Exercise task a » Please locate every line of the records that contains the string "road" and copy each of those lines. Case counts.

December 30th, 2023 @ 12.56pm – Jilong River, Pingxi District, Taiwan Since January 2023 I’ve written 45 posts on topics like pain, gratitude, morality, free-will, consciousness and discipline. I’ve tagged every post with a ‘ing’ category. So far I’ve used: Writing, cycling, dreaming, eating, lifting, moving, racing, reading, rowing, running, speaking, surfing, swimming, thinking, working.
But wherever possible, I try and relate what I’m talking about to triathlon.
Here’s my directors cut for the past year, roughly organized into themes.
Moving
- Animal immersion – We should take advantage of our innate understanding of animals, like actors do.
- Fighting the water – We tend to fight the water when we swim, rather than let it do the work for us.
- Keeping in touch – Exercise (especially outdoors) strengthens your senses as well as your muscles.
- Mirror muscles – Social media encourages us to sculpt our bodies into artificial and unhealthy shapes.
Thinking
- Partly cloudy – Reflecting on bad moods and some ideas on how to prevent them.
- Conditions – Conditions are directly interfering with your happiness
- The objective professor – We will do almost anything to get out of something painful (like learning Spanish)

Exercise task b » According to the year-in-review post, what do we tend to do when we swim, in the entry "Fighting the water"?

Data shown »
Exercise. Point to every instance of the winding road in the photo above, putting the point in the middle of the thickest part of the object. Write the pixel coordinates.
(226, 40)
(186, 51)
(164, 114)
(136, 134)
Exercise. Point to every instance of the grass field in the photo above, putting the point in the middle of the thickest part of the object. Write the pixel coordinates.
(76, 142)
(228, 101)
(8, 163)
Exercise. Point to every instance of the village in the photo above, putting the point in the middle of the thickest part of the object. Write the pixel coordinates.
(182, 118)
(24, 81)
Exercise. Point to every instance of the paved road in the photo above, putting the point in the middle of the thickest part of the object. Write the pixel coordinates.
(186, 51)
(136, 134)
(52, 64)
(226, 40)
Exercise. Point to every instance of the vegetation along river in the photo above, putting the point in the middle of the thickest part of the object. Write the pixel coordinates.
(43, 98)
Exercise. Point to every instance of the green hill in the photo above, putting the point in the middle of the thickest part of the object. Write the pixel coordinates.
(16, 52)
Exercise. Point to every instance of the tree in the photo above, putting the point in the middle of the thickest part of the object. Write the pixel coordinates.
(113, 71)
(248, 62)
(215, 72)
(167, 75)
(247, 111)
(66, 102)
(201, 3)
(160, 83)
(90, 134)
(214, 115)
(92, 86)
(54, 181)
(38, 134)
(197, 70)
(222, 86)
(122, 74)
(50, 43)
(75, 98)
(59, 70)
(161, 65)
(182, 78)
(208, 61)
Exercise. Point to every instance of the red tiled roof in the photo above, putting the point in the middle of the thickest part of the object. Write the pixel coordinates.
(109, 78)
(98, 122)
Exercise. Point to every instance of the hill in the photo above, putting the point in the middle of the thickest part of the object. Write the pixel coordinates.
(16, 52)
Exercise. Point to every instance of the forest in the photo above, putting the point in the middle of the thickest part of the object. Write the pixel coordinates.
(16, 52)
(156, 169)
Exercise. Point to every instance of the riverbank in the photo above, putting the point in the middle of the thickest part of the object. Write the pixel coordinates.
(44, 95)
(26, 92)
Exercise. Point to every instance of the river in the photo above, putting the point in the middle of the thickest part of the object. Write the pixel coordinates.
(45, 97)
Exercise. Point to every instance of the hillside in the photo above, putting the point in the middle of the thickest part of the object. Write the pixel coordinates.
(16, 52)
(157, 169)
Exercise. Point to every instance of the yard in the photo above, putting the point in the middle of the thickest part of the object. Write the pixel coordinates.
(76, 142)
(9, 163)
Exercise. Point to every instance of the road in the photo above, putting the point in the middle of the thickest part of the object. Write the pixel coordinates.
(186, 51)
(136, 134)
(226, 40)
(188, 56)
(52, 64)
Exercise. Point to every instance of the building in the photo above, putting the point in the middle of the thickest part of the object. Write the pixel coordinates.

Full output a »
Exercise. Point to every instance of the winding road in the photo above, putting the point in the middle of the thickest part of the object. Write the pixel coordinates.
Exercise. Point to every instance of the paved road in the photo above, putting the point in the middle of the thickest part of the object. Write the pixel coordinates.
Exercise. Point to every instance of the road in the photo above, putting the point in the middle of the thickest part of the object. Write the pixel coordinates.

Full output b » We tend to fight the water rather than let it do the work for us.